>> start GIVEN RECORDS

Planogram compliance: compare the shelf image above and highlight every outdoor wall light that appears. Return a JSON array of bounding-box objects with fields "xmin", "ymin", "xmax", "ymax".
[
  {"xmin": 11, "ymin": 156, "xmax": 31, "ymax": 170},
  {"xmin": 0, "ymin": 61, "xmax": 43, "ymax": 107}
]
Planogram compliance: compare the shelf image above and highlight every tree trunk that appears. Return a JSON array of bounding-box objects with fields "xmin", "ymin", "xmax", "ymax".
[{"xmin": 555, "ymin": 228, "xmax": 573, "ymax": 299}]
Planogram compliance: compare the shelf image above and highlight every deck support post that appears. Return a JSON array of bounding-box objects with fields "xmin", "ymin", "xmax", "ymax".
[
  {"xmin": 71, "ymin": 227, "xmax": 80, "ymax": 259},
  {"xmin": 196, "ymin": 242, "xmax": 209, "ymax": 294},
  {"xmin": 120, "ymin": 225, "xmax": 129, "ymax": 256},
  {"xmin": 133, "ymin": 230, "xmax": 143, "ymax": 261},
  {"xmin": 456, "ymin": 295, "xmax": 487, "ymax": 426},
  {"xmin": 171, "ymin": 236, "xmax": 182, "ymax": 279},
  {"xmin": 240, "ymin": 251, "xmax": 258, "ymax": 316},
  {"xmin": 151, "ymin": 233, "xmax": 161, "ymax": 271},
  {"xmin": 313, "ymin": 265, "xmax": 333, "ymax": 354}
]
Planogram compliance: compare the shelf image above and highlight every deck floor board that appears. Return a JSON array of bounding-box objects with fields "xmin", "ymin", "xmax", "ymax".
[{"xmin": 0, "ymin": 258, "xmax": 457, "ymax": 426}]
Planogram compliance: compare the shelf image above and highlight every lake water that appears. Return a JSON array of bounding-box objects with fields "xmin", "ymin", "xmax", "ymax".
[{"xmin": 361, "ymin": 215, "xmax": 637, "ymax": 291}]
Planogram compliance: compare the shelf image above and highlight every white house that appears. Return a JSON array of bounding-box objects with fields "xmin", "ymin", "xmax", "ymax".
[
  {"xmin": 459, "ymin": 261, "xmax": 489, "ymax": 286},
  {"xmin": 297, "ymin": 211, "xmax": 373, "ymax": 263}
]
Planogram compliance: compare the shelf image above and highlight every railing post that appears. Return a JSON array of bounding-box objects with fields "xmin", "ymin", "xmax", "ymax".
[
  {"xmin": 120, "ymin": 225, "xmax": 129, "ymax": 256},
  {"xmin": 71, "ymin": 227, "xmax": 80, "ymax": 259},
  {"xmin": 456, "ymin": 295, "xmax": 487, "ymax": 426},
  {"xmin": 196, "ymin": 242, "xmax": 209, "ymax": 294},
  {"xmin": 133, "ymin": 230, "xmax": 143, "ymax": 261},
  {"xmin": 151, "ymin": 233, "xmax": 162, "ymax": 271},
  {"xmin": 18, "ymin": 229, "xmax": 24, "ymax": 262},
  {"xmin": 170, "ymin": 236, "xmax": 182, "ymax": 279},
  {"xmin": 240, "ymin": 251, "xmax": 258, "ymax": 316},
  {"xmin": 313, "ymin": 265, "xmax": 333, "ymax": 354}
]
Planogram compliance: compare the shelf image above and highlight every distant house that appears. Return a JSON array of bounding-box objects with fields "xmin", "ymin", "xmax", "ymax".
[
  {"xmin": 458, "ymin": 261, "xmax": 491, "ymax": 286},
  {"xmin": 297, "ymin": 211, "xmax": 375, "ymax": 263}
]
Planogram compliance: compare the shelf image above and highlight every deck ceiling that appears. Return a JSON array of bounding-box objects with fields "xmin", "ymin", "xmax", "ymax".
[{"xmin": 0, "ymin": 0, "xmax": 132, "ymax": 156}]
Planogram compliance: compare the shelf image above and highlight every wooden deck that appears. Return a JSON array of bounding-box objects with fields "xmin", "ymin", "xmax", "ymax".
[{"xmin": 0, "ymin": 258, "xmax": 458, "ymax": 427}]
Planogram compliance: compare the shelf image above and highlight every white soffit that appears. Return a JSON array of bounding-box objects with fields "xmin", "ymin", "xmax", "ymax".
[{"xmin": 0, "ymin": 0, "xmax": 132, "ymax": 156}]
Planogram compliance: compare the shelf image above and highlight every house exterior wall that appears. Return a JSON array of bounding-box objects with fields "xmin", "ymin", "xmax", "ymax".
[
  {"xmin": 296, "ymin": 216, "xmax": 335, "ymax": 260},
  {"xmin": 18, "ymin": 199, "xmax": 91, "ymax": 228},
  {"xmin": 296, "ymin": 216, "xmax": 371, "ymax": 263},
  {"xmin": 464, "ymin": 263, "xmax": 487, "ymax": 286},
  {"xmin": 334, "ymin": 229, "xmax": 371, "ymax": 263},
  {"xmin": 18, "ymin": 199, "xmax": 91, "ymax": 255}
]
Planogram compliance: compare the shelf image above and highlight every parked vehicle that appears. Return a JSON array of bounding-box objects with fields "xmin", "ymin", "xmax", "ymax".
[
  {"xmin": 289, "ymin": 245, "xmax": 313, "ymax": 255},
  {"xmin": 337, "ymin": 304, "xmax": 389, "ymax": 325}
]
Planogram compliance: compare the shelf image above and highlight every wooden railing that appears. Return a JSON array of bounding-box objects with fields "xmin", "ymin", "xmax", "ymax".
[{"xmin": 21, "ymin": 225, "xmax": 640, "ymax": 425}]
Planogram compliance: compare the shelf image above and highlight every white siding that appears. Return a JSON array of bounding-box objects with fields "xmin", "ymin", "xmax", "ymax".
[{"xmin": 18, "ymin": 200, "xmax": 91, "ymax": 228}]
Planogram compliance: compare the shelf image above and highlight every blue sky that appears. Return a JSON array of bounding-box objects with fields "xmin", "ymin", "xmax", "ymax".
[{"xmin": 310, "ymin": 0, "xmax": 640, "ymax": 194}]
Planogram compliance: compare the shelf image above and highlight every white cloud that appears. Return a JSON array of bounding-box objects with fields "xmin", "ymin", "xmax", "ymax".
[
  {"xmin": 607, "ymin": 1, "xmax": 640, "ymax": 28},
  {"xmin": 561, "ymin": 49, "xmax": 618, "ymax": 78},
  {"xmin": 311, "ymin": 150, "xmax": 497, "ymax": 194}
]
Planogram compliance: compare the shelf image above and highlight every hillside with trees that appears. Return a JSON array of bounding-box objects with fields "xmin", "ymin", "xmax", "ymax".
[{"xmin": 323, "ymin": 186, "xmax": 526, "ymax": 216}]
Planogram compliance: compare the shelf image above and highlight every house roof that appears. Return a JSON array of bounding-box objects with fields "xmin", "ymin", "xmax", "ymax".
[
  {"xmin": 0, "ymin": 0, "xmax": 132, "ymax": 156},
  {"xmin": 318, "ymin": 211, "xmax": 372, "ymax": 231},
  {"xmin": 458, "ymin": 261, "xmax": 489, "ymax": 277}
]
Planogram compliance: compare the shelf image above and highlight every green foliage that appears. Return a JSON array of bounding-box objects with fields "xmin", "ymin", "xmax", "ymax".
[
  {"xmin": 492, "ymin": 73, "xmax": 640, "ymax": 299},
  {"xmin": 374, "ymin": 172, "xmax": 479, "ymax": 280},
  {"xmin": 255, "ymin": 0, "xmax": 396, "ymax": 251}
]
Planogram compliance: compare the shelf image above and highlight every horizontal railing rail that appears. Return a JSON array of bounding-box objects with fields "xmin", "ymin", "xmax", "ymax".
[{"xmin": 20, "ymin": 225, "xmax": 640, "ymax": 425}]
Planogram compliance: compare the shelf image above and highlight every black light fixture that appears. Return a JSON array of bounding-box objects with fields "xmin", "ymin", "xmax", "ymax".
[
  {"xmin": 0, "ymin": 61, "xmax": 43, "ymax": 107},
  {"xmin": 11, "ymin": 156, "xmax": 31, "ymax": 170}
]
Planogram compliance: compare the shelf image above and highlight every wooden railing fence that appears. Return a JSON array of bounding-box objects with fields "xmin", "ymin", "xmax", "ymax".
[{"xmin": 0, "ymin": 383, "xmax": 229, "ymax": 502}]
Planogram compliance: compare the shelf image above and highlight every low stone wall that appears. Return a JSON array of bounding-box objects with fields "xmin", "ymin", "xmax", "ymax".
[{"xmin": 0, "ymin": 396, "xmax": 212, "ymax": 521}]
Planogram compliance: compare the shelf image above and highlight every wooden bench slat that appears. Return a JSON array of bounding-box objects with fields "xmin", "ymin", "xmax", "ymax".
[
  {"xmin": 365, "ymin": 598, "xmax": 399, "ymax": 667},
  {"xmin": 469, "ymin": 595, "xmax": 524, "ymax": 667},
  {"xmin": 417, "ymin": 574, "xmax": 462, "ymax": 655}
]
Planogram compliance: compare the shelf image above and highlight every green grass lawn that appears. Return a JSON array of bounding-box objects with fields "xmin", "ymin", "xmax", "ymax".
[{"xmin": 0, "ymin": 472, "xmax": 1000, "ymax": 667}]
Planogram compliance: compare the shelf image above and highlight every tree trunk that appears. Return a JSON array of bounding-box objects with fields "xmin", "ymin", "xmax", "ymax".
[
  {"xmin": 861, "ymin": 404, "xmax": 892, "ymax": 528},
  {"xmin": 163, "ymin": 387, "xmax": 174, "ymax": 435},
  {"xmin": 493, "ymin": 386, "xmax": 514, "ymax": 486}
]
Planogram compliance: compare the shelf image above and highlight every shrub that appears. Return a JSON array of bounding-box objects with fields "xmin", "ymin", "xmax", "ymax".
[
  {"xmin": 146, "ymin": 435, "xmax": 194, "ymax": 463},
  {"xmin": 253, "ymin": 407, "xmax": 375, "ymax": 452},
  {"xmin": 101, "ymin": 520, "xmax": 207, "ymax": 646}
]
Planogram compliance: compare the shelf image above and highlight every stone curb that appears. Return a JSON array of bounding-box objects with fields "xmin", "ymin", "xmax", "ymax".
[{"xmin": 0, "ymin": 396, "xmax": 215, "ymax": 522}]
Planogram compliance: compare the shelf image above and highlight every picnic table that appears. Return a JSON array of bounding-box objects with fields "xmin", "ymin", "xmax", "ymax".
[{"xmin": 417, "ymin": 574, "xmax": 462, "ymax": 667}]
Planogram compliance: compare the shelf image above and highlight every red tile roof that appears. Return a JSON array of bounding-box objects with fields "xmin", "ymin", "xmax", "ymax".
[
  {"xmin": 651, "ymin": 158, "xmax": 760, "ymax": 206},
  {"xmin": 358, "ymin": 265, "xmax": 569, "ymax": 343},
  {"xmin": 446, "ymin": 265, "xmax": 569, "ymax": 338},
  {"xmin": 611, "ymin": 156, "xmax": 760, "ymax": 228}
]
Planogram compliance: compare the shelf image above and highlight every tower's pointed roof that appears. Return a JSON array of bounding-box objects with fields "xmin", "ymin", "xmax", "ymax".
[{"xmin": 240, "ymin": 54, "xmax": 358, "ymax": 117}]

>> end GIVEN RECORDS

* PROMPT
Write out exactly the lines starting with the one that holds "highlight every picnic" and running through the last line above.

* REPLY
Planogram compliance: compare the shelf image above and highlight every picnic table that appears. Return a JSON array of bounding-box objects with fields "xmin", "ymin", "xmax", "ymax".
[{"xmin": 417, "ymin": 574, "xmax": 462, "ymax": 667}]
Planogram compliance: compare the shelf image above and highlight every red tile roof that appears. Return a JSON array of bounding-box objects with fields "xmin", "ymin", "xmax", "ymax".
[
  {"xmin": 651, "ymin": 158, "xmax": 760, "ymax": 206},
  {"xmin": 358, "ymin": 265, "xmax": 569, "ymax": 343},
  {"xmin": 446, "ymin": 265, "xmax": 569, "ymax": 338},
  {"xmin": 611, "ymin": 156, "xmax": 760, "ymax": 228}
]
Planogram compliance: compare the shelf image above and highlight every tower's pointed roof that appears. Return a JSON array of bounding-box objects with fields "xmin", "ymin", "xmax", "ymax".
[{"xmin": 240, "ymin": 54, "xmax": 358, "ymax": 117}]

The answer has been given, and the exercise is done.